The problem: Collect every line from the entries below that contains the string "green". Case matters.

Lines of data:
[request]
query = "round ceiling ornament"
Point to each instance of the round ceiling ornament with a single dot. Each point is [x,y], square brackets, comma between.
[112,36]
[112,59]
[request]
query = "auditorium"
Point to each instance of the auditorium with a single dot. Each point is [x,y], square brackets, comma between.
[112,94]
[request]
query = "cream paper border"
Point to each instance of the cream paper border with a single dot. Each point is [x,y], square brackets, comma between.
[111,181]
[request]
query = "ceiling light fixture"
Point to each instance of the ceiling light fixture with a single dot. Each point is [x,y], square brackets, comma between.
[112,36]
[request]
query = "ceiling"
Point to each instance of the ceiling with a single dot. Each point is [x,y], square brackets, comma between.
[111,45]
==
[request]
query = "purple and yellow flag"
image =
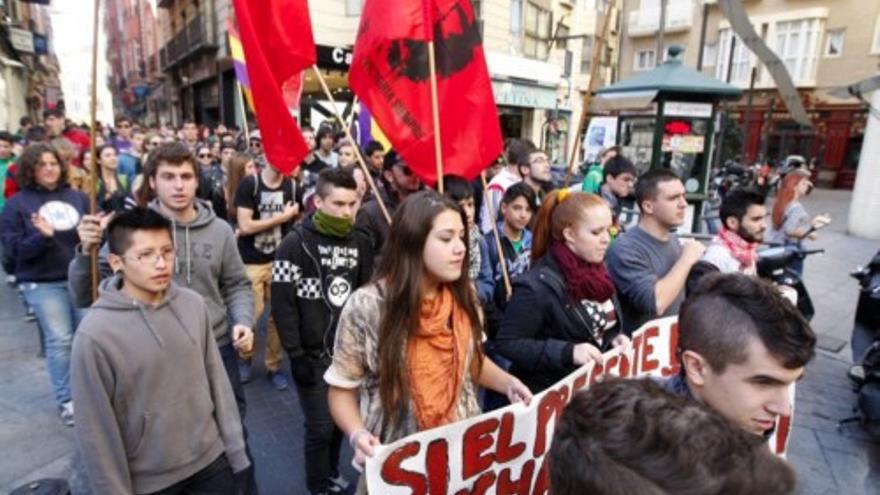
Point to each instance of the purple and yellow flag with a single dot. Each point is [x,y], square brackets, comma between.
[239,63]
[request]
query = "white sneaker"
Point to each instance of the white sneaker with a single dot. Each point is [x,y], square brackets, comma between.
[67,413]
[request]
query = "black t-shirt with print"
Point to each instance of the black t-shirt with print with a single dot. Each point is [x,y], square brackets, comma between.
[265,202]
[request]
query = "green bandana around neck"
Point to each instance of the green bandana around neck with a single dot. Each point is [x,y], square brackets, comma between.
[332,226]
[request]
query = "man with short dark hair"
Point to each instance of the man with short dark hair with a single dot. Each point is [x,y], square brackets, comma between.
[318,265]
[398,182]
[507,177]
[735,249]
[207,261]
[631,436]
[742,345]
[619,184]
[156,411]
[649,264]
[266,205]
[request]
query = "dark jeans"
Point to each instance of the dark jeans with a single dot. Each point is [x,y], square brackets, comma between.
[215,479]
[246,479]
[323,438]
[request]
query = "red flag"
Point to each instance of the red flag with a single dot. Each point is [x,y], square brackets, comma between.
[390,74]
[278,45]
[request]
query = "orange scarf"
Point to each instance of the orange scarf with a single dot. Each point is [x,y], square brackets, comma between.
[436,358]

The output:
query = "green bandana around neck"
Point to each instance of the green bandana around neck with a single dot. Each point is [x,y], square brackets, comma between.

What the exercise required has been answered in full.